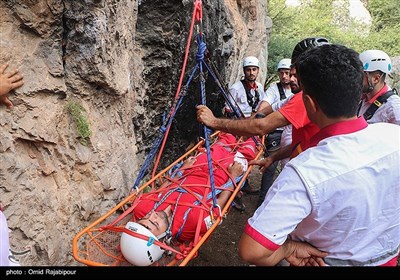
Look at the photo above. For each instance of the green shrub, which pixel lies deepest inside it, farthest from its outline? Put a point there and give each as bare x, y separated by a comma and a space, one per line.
77, 113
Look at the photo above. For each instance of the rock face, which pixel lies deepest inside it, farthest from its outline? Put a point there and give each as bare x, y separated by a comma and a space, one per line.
119, 63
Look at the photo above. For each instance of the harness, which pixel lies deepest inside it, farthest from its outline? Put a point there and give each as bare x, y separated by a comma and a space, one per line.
252, 101
377, 103
281, 91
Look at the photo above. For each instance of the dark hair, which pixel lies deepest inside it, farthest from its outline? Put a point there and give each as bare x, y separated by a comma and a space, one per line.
333, 76
306, 44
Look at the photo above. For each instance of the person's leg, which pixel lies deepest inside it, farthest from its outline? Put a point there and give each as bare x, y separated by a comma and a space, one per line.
266, 182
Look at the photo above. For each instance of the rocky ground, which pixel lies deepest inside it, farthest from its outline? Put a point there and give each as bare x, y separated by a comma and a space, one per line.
222, 247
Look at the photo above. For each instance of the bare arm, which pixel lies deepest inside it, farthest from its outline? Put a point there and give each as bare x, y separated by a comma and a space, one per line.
296, 253
282, 153
265, 108
242, 127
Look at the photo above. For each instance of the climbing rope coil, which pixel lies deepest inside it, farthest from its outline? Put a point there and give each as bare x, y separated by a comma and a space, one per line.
99, 243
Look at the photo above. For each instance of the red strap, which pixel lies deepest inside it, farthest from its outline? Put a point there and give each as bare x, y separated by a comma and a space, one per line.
198, 11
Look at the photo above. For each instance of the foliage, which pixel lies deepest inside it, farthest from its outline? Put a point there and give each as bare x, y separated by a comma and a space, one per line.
327, 19
82, 125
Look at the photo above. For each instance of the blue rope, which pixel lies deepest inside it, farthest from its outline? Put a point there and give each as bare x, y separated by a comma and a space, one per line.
162, 130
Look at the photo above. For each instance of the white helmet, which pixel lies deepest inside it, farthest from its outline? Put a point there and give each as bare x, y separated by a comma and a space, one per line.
374, 60
251, 61
284, 64
137, 251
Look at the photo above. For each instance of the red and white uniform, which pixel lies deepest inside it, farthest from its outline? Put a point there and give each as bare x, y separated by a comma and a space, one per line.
302, 128
341, 196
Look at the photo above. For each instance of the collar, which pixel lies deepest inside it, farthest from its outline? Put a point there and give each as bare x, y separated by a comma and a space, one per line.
379, 93
339, 128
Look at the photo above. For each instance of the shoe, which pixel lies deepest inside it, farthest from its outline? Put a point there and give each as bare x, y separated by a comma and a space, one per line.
238, 204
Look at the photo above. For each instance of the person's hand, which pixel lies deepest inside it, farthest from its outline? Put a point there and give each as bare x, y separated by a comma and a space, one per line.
235, 169
205, 115
262, 163
304, 254
8, 82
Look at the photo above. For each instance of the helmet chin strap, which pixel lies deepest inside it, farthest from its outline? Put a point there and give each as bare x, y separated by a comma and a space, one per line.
370, 85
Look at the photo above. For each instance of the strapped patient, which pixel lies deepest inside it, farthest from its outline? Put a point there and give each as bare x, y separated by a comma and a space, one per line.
174, 209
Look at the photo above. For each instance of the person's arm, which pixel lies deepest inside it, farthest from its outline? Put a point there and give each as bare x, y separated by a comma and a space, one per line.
296, 253
236, 169
8, 82
242, 127
283, 152
265, 108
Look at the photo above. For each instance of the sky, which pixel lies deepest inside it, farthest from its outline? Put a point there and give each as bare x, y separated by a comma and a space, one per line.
357, 9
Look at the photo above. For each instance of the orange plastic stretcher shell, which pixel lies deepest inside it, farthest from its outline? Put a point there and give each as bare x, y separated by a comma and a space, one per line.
94, 246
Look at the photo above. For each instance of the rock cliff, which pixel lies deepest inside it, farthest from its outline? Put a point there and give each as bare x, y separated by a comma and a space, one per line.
116, 64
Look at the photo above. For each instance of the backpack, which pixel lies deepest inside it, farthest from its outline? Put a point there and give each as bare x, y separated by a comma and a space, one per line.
377, 103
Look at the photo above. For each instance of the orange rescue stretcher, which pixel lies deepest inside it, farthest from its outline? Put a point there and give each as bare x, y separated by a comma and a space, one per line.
96, 245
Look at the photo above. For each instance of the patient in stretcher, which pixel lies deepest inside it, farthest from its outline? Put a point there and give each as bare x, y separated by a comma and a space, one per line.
174, 210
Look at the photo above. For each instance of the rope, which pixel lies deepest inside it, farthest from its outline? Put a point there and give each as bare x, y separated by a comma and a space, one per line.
196, 17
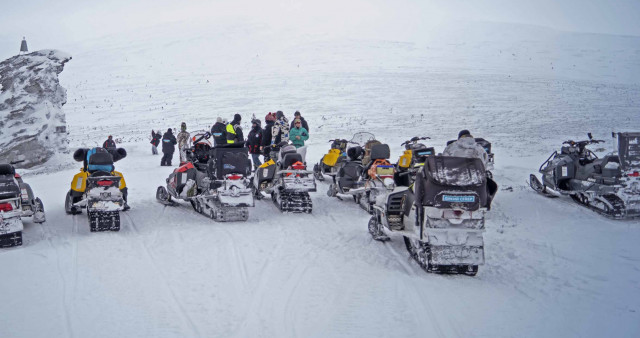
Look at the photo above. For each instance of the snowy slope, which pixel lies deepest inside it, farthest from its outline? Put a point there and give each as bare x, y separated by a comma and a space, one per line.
552, 268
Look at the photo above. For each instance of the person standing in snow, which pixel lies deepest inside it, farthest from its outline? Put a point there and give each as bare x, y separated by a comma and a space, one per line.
234, 130
183, 142
254, 142
168, 147
219, 132
280, 129
269, 120
155, 140
298, 116
298, 134
109, 144
466, 146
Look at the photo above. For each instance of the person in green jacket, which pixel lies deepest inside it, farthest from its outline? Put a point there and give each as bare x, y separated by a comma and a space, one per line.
298, 134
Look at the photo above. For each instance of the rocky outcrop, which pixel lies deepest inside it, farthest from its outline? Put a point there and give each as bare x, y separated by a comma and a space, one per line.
32, 122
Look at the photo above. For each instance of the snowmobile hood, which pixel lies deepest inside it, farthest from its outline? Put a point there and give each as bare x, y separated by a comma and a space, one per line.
467, 142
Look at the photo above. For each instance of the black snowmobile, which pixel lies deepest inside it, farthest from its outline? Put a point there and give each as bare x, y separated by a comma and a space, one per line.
287, 180
487, 147
216, 181
329, 164
608, 185
347, 175
16, 201
98, 188
441, 216
412, 160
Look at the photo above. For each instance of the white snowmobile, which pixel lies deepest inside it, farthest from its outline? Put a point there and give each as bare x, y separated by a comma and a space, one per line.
98, 188
16, 201
287, 181
441, 216
216, 181
608, 185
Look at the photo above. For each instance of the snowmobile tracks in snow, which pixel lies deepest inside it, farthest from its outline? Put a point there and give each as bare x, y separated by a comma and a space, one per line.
293, 202
104, 220
213, 209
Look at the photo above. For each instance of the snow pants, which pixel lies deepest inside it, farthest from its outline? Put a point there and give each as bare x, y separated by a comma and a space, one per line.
256, 160
166, 159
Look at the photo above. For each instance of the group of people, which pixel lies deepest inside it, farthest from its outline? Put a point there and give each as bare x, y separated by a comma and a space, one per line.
259, 140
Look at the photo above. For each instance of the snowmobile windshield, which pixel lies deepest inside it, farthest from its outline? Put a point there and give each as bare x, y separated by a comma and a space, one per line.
455, 171
362, 137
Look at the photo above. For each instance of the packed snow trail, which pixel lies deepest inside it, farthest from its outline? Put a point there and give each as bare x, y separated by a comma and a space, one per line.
552, 267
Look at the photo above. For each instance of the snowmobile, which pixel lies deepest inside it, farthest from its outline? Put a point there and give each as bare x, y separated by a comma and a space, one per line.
441, 216
16, 201
377, 176
608, 185
287, 181
347, 176
98, 188
215, 180
412, 160
328, 165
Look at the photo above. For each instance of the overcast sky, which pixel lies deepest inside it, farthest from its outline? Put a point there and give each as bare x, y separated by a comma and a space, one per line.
62, 22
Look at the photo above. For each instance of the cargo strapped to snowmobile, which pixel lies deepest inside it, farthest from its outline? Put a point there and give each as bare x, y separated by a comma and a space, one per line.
629, 150
452, 182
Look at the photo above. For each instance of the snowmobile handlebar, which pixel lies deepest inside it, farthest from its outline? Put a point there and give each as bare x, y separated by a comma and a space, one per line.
415, 139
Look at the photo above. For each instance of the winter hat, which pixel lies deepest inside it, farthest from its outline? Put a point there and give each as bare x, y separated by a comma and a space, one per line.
270, 117
464, 132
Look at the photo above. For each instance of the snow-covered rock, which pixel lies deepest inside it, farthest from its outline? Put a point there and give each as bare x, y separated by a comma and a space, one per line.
32, 122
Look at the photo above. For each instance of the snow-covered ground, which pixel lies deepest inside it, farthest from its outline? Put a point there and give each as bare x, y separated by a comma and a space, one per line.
552, 267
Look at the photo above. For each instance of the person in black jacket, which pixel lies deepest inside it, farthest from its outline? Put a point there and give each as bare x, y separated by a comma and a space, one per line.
297, 115
254, 142
269, 120
109, 144
219, 132
168, 147
155, 140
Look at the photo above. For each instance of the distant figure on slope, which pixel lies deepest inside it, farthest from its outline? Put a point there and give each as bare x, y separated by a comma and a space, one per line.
183, 142
466, 146
155, 140
168, 147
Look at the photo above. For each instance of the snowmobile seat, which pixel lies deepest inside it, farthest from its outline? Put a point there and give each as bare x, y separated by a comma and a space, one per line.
355, 153
7, 169
447, 182
380, 152
290, 158
228, 160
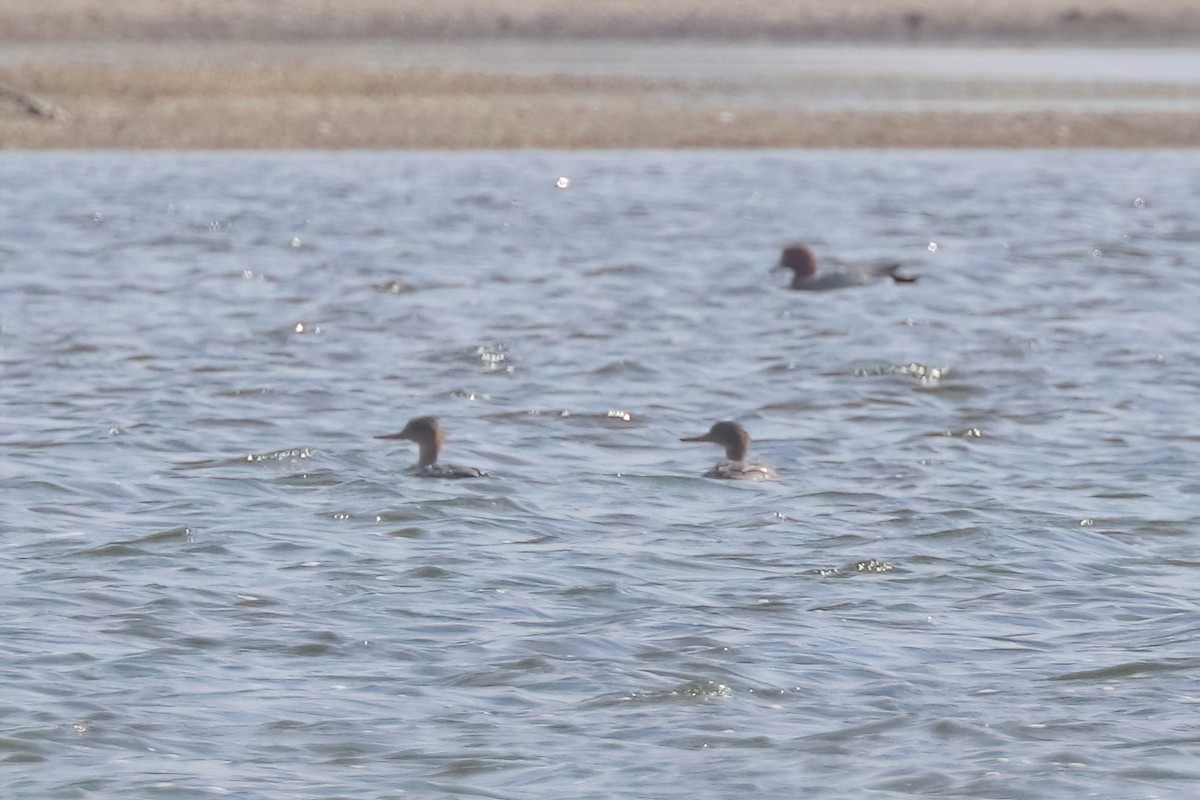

§ **Directions**
All that should be printed is the lines from the one containing "person in black" through the last line of the material above, both ends included, exactly as they stand; please skip the pictures.

§ **Exercise result**
Look at the photo above. For each instance of the person in black jacket, which pixel lies deepest inside it, farthest from its outline? Put a point there and give each as bare x, y separated by a comma and a space, one per line.
297, 115
254, 142
269, 120
109, 144
219, 132
168, 147
155, 140
Look at the photo above. For each instance of the distant figure on slope, which pixel lies deepest inside it, farthest from its outline? Put a point there and give each as bare x, y separated by a comma and a space, one per line.
183, 142
466, 146
155, 140
168, 147
Look at the photo above. For each instance of the snowmobile seat, which pixel lies deepest inside it, farthest from its outline? Put a point there and give each as bare x, y separated by a comma and a space, one per line.
355, 153
7, 169
447, 182
380, 152
290, 158
228, 160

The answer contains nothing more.